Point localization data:
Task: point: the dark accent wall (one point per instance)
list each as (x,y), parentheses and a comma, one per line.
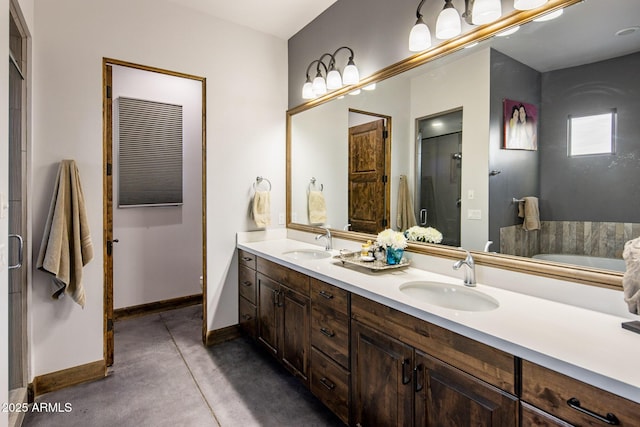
(599,187)
(513,80)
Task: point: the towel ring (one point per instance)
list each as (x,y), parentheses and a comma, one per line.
(259,181)
(313,183)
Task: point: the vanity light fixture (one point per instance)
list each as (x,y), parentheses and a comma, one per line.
(319,86)
(420,36)
(448,24)
(528,4)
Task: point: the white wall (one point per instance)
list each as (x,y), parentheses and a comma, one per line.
(246,100)
(463,83)
(159,252)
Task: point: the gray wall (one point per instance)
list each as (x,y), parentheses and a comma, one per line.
(519,168)
(377,31)
(591,188)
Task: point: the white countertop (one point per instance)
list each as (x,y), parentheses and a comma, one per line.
(584,344)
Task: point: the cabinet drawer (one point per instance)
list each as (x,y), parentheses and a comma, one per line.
(247,259)
(330,333)
(572,400)
(247,283)
(329,295)
(290,278)
(330,383)
(248,319)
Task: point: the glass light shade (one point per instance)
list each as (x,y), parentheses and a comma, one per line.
(319,86)
(350,75)
(448,24)
(334,80)
(307,91)
(485,11)
(528,4)
(420,37)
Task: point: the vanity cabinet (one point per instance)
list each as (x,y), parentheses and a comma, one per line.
(574,401)
(283,308)
(406,372)
(330,376)
(247,293)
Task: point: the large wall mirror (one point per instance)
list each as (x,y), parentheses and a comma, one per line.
(452,121)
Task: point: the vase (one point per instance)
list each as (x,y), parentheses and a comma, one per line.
(394,256)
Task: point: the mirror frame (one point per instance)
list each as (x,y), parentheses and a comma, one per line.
(554,270)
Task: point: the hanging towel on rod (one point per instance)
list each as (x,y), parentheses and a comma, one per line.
(405,217)
(262,208)
(66,244)
(528,210)
(317,207)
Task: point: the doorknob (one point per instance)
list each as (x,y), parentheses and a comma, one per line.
(20,250)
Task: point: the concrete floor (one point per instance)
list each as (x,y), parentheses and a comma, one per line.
(164,376)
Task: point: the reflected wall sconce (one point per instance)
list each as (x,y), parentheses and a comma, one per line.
(449,21)
(332,78)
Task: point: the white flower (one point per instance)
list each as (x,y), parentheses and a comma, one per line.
(391,239)
(422,234)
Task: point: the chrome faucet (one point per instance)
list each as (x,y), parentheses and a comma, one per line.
(470,271)
(328,244)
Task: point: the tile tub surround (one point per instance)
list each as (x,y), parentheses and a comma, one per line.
(585,344)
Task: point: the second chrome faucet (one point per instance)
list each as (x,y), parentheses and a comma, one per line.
(470,271)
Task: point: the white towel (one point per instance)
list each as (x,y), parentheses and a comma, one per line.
(631,278)
(317,207)
(528,209)
(262,208)
(66,244)
(405,217)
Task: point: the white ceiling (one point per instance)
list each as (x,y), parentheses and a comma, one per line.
(281,18)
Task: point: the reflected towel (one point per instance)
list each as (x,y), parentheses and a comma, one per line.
(405,217)
(528,209)
(262,208)
(66,244)
(317,208)
(631,278)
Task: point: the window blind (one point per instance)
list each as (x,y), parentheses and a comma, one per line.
(150,157)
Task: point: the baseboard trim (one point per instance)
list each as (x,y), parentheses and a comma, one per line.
(156,307)
(224,334)
(69,377)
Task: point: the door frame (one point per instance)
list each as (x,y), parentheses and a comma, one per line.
(107,206)
(387,159)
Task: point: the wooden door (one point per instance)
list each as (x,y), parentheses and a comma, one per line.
(448,397)
(367,177)
(295,348)
(381,379)
(268,297)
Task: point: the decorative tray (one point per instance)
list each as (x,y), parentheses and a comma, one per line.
(354,258)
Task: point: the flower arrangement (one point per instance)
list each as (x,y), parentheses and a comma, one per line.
(391,239)
(423,234)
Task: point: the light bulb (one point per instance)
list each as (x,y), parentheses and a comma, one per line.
(528,4)
(334,81)
(350,75)
(420,37)
(448,23)
(485,11)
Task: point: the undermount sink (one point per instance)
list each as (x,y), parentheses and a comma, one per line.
(303,254)
(450,296)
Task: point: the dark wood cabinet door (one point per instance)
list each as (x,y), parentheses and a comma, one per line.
(381,379)
(448,397)
(268,294)
(295,332)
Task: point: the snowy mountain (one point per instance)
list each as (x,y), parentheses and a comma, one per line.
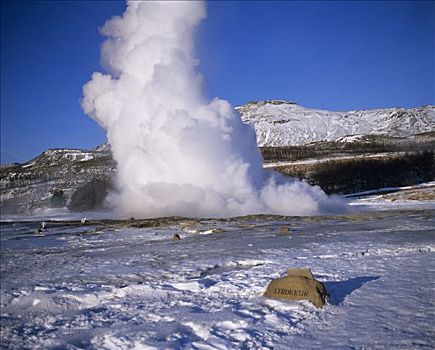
(79,179)
(280,123)
(56,178)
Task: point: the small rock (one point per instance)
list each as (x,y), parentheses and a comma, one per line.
(299,284)
(284,229)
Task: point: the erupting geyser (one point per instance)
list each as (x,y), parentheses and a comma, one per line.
(176,152)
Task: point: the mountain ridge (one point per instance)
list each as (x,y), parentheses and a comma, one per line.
(280,123)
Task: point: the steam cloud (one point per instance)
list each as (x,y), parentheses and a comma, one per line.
(176,152)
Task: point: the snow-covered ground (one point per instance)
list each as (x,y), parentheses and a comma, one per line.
(107,285)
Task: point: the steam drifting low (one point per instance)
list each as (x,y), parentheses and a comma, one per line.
(176,152)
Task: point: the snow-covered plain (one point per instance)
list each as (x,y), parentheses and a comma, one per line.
(108,285)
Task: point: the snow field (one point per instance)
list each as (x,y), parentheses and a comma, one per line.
(136,288)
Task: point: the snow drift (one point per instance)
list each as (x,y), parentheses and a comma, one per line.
(176,152)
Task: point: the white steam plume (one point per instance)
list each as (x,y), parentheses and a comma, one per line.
(176,152)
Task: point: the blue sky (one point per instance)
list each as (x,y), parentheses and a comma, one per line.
(334,55)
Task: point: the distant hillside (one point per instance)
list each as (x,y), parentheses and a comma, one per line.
(280,123)
(392,152)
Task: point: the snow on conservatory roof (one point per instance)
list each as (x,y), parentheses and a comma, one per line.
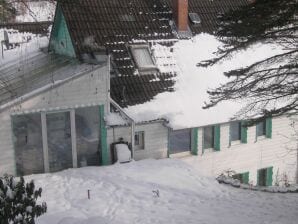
(183,107)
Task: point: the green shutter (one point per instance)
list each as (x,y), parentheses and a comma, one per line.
(217,137)
(105,155)
(194,141)
(269,175)
(230,136)
(243,132)
(245,177)
(269,127)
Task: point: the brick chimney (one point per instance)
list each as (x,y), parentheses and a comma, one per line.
(180,14)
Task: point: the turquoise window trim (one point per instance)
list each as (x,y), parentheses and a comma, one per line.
(269,127)
(217,138)
(194,141)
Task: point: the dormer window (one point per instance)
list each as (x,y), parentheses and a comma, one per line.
(142,57)
(127,18)
(194,18)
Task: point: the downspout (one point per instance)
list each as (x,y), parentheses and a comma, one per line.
(132,122)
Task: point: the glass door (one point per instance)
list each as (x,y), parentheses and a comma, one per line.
(59,141)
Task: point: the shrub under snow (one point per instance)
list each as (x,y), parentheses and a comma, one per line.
(18,201)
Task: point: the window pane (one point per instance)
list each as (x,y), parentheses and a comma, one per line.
(139,140)
(261,128)
(235,131)
(180,141)
(208,137)
(262,177)
(28,144)
(59,141)
(142,57)
(87,134)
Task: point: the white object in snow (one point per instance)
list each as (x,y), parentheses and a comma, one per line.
(123,153)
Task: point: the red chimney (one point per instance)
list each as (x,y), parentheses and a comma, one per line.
(180,14)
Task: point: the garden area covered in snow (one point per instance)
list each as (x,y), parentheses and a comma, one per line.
(156,191)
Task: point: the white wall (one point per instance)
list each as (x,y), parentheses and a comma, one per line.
(252,156)
(91,88)
(156,139)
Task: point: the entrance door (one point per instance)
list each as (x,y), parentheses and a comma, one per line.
(180,141)
(59,141)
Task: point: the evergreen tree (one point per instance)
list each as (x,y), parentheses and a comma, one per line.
(271,85)
(18,201)
(7,11)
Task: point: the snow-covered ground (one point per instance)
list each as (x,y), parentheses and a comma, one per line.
(124,194)
(183,107)
(26,48)
(35,11)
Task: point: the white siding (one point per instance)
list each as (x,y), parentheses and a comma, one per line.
(156,139)
(254,155)
(88,89)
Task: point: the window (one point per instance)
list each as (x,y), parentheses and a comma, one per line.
(265,176)
(87,136)
(180,141)
(194,18)
(242,177)
(208,137)
(261,128)
(28,144)
(235,131)
(142,58)
(139,140)
(127,18)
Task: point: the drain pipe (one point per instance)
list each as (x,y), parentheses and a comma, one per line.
(132,122)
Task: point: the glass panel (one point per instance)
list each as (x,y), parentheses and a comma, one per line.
(139,140)
(194,17)
(142,57)
(28,144)
(235,131)
(87,134)
(59,141)
(262,177)
(180,141)
(208,137)
(261,128)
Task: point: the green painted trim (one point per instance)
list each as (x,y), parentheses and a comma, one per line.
(244,132)
(60,40)
(194,141)
(14,146)
(105,155)
(269,127)
(230,136)
(245,177)
(217,138)
(269,174)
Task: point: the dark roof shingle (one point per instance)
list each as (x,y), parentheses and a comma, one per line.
(98,24)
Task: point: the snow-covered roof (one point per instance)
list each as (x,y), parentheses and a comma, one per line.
(26,69)
(183,107)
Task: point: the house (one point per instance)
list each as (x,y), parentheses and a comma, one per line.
(127,49)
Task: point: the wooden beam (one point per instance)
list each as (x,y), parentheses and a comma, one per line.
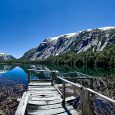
(22,105)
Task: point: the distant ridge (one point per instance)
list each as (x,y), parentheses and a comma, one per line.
(91,39)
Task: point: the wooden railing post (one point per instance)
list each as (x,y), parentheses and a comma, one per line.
(28,76)
(63,91)
(53,77)
(85,102)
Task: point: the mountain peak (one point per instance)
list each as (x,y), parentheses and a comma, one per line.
(76,42)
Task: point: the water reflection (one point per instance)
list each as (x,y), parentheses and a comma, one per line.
(13,81)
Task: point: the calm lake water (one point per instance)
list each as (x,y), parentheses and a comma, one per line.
(18,74)
(13,81)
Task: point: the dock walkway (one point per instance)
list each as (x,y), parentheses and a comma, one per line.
(43,99)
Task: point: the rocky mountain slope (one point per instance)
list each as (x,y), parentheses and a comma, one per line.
(92,39)
(5,57)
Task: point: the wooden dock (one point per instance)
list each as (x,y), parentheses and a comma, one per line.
(43,97)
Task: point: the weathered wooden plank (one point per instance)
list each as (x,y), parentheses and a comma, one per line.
(51,111)
(42,89)
(40,84)
(43,92)
(71,112)
(44,98)
(22,105)
(45,107)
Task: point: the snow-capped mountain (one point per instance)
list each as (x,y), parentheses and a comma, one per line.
(5,57)
(90,39)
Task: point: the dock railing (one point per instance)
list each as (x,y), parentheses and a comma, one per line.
(86,94)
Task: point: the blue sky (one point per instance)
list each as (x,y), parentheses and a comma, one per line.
(25,23)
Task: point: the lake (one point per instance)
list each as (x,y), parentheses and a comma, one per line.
(13,81)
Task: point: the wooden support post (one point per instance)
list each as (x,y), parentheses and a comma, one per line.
(91,83)
(53,77)
(63,91)
(28,76)
(85,102)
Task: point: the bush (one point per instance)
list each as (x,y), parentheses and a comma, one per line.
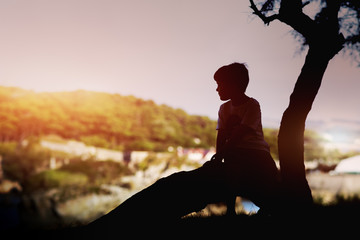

### WORK TASK
In the data above, find each line that uses the string "steam". Copy it.

### ANSWER SPACE
Task: point: the steam cloud (one point per instance)
Task: point: the steam drifting low (one point per instance)
Task: point: the white steam plume (one point per instance)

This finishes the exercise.